TEXT SHOWN:

=== Section Start ===

It’s complicated, by Joy Murray, 2020

The past few months the weight of all I have to do just to maintain a small life has felt overwhelming. We are all, of course, in a state of aging and changing. Our friends have faced challenges, our friends have died.

The past few years, the pandemic has made getting medical care more complicated. I have gotten sick and weak in ways I haven’t had to deal with in the past. My doctors have changed my medications with not good results. The world around me seems to make less and less sense, I seem less and less powerful. Since the fall of last year, I’ve felt my creative spirit shrinking, felt too weak and depressed to paint. I can gather up the energy sometimes, but the daily flow of my life seemed to have slowed to a trickle. My vision narrowed.

I’ve been in the midst of such depressions before and I always try to remember what I’ve already been through, that there is another side, once I make my way through a rough part in my journey. We are all travelling difficult journeys. But I hadn’t been able to get out of my depression these past months. Good things happened, but my basic mood remained low.

Then one day, the angle of my little patch of the planet shifted toward the sun so that even rainy days seemed brighter. A friend on Facebook asked me to post 10 pieces of my art, one a day. I decided to do that by posting one piece from each of the past 10 years.

Because of that, I was able to see where I’ve been very productive some years, others not so much. I can see how I’ve grown as an artist. I can see how I’ve changed art practices when I needed to because of lost strength and ability. I can see my very own record of how much I love life, how much delight there is in it, how the sorrow and happiness all blend together to make a rich, color saturated life.

Since I have a tendency toward depression, when I have an exacerbation in my degenerative condition, I always wonder if life is worth living if I can no longer have what I’ve lost. Limping, needing a cane, needing a walker, needing a wheelchair, needing pain medications — needing some kind of assistance for almost every part of my existence. I learned to give myself a year to adjust to the new me, the new symptom, and see how I feel about it. So far, something always happens to delight and encourage me, and make life seem a wonderous thing to have.

And Sunday, it happened again.

One thing that’s been hard when I’m using my portable manual wheelchair, is trusting others to steer me safely. (That has more to do with my own fears than with the people who help me.) I’m always looking at the ground. In fact, I’ve been looking at the ground a lot since I was a teenager and started limping, started this journey with a degenerative neurological condition, looking for things that will trip me.

Sunday, my friend kept pointing out @poetrybyboots poems stenciled onto the sidewalks. I was a little alarmed that I hadn’t noticed them.

And then I realized it wasn’t that I was less observant. I was looking at the sky. I trusted my friend. I trust my friends. Interdependence isn’t as scary as it used to be. That realization opened so many memories of how helpful all my friends are to me in so many different ways.

And it was then I realized I was on the other side of an uphill struggle. Flying down hill, alive, alive — and so so glad.

Some art work from the past decade, and a few years more, starting with a fabric sculpture I made in 2010, called the Survivor, an homage to breast cancer survivors. A few years later I didn’t have enough strength in my hands to keep doing this kind of work, so I began to draw and paint.

Sweet Dreams 2012

Robot Cat, acrylic on canvas, 2013
Imagination Real, 2014, watercolor, ink and pencil on paper This is part of a series of illustrations I did for a music video

Never Going Back to the Gravity

Turtle Dreams, 2015, watercolor and ink on paper
Holding Space, 2016, Mixed Media
She Saw Things Differently, 2017, Mixed Media

Don’t Take My Sunshine Away, 2018, Mixed media
Portrait of Memphis artist Frankd Robinson, How Does Your Garden Grow? 2019

Point of Departure 2020

Portrait of Memphis musician Lou Bond, 2020

So, with a little help from my friends, I’ll try to keep making my small contributions to this world while we all spin around on this complicated planet.

=== Section End ===

TASK BRIEF:
Rewrite everything in the essay from "Because of that, I" down to "color saturated life.", changing "productive" to "prolific".

STORED DATA:
=== Section Start ===

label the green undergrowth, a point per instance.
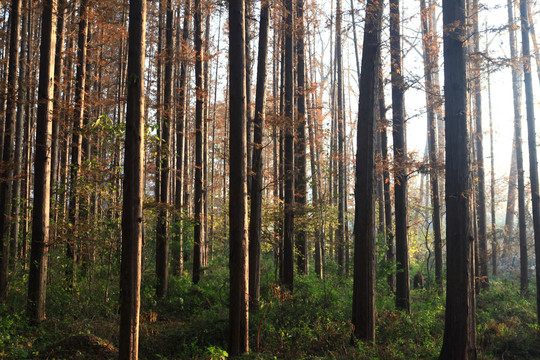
(311, 323)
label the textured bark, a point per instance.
(518, 150)
(162, 228)
(340, 111)
(430, 56)
(288, 154)
(479, 138)
(400, 163)
(533, 158)
(198, 232)
(132, 207)
(256, 167)
(76, 141)
(363, 305)
(300, 142)
(460, 328)
(37, 279)
(239, 292)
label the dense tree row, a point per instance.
(134, 135)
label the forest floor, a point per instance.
(192, 322)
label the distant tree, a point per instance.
(238, 259)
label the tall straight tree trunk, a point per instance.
(518, 150)
(430, 49)
(37, 278)
(6, 196)
(181, 139)
(389, 233)
(132, 207)
(400, 163)
(199, 133)
(288, 157)
(239, 291)
(479, 138)
(533, 159)
(300, 196)
(256, 185)
(76, 141)
(19, 138)
(460, 328)
(340, 111)
(162, 229)
(363, 305)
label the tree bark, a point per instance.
(460, 328)
(257, 167)
(37, 278)
(363, 308)
(533, 158)
(6, 172)
(239, 291)
(400, 163)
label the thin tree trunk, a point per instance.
(6, 173)
(400, 163)
(239, 291)
(288, 157)
(37, 279)
(363, 305)
(300, 141)
(199, 134)
(257, 167)
(162, 229)
(533, 159)
(460, 328)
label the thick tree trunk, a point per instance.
(460, 328)
(256, 185)
(132, 207)
(363, 306)
(239, 291)
(400, 163)
(37, 279)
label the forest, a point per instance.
(273, 179)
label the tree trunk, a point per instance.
(162, 229)
(199, 134)
(239, 291)
(37, 278)
(76, 142)
(6, 172)
(256, 185)
(400, 163)
(430, 56)
(518, 149)
(460, 328)
(288, 157)
(300, 143)
(479, 138)
(363, 308)
(533, 159)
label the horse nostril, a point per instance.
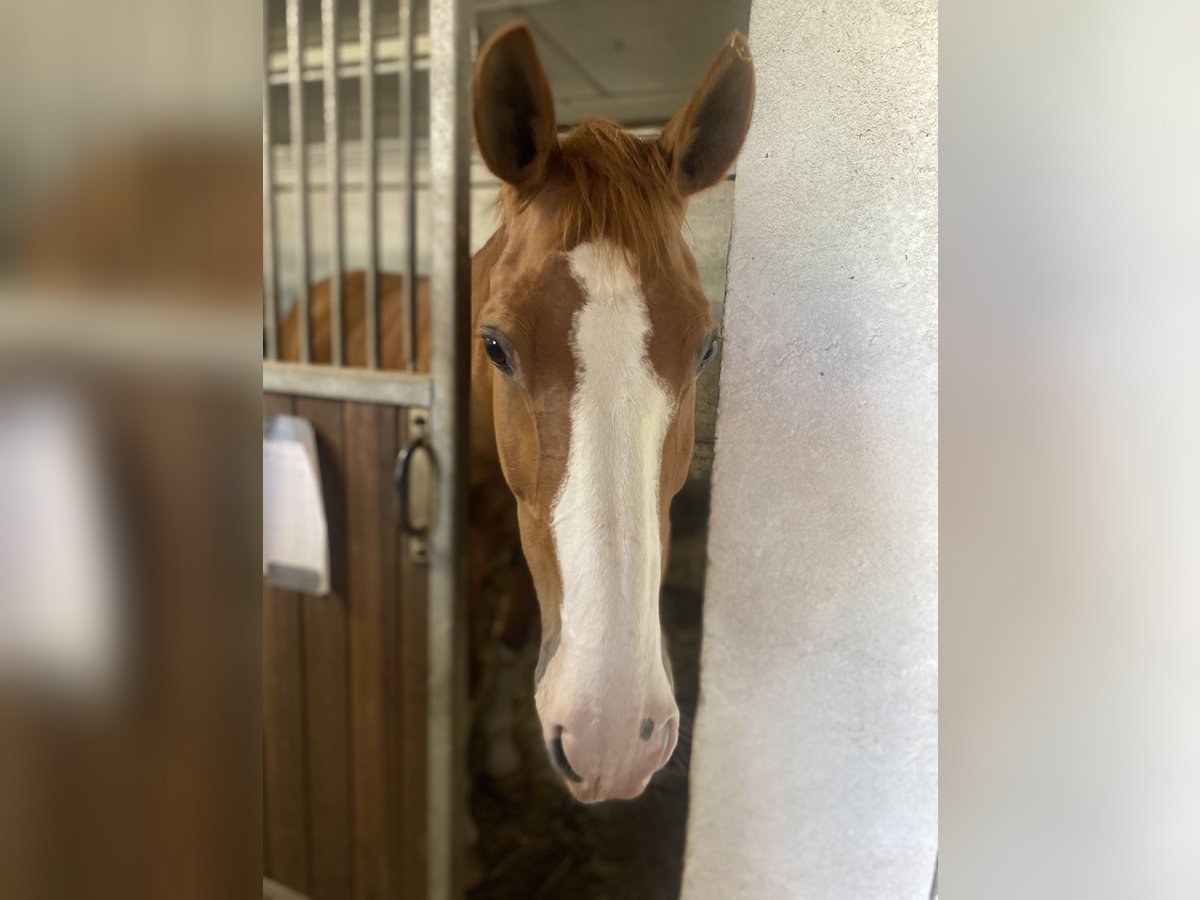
(559, 756)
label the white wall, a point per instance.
(815, 755)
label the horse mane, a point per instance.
(605, 183)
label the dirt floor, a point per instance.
(534, 840)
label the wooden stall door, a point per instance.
(345, 681)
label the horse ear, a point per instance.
(703, 138)
(513, 109)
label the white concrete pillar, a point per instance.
(815, 759)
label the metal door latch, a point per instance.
(417, 486)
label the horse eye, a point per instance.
(496, 353)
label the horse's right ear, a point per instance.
(513, 109)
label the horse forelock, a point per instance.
(606, 184)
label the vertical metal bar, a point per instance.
(295, 95)
(408, 148)
(333, 175)
(270, 294)
(450, 300)
(371, 301)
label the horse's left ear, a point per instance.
(705, 137)
(513, 109)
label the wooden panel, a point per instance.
(412, 712)
(345, 681)
(325, 673)
(370, 435)
(286, 839)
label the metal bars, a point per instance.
(270, 294)
(334, 175)
(408, 148)
(295, 97)
(366, 84)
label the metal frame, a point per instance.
(295, 100)
(358, 384)
(449, 173)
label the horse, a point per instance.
(591, 331)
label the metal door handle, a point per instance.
(403, 474)
(418, 532)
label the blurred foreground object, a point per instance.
(59, 570)
(130, 237)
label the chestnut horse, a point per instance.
(592, 330)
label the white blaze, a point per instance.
(605, 520)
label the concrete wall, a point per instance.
(815, 754)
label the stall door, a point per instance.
(345, 678)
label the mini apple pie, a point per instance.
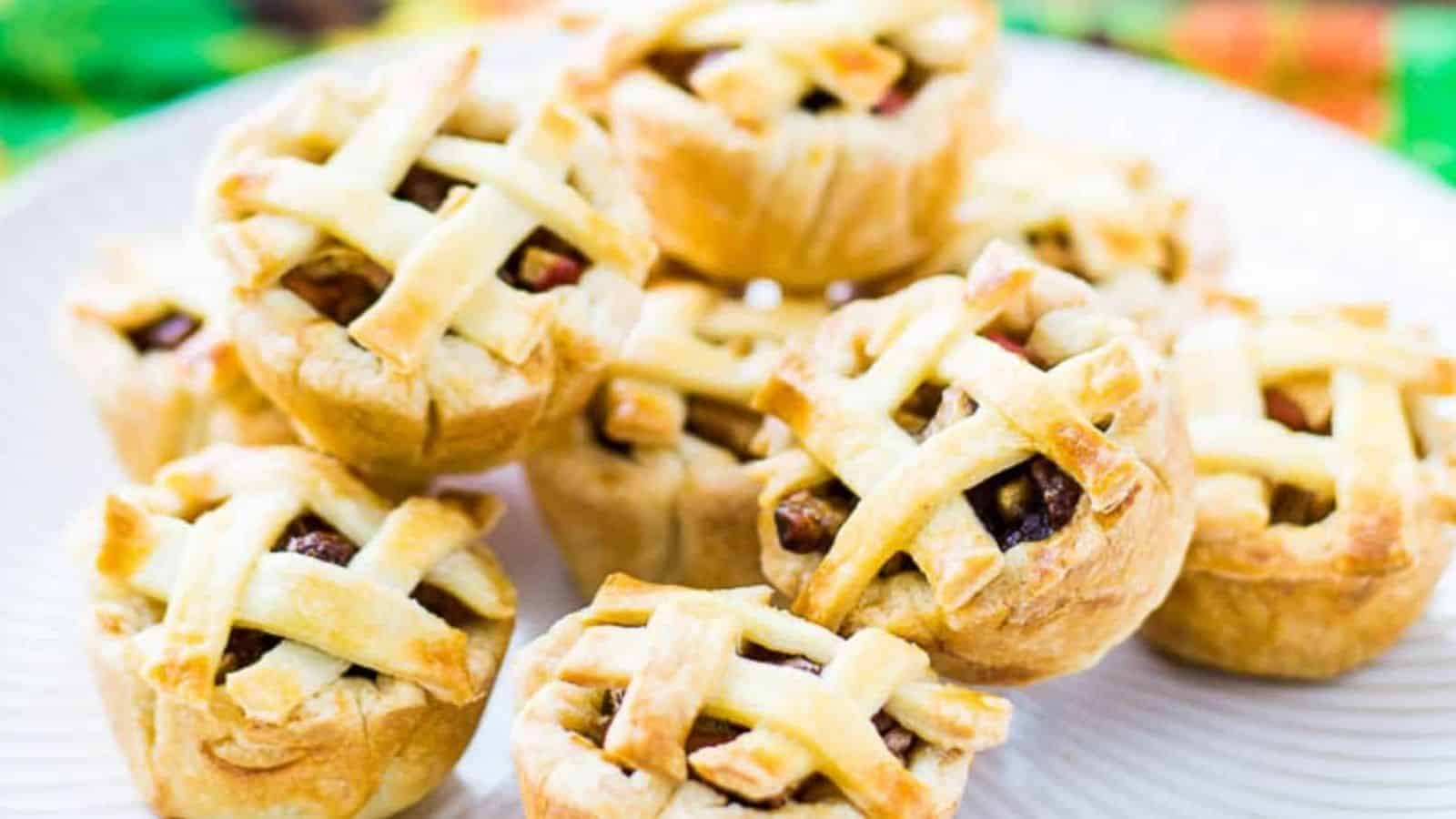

=== Section End ===

SOLUTION BELOW:
Because of that, I was able to see where I’ve been very prolific some years, others not so much. I can see how I’ve grown as an artist. I can see how I’ve changed art practices when I needed to because of lost strength and ability. I can see my very own record of how much I love life, how much delight there is in it, how the sorrow and happiness all blend together to make a rich, color saturated life.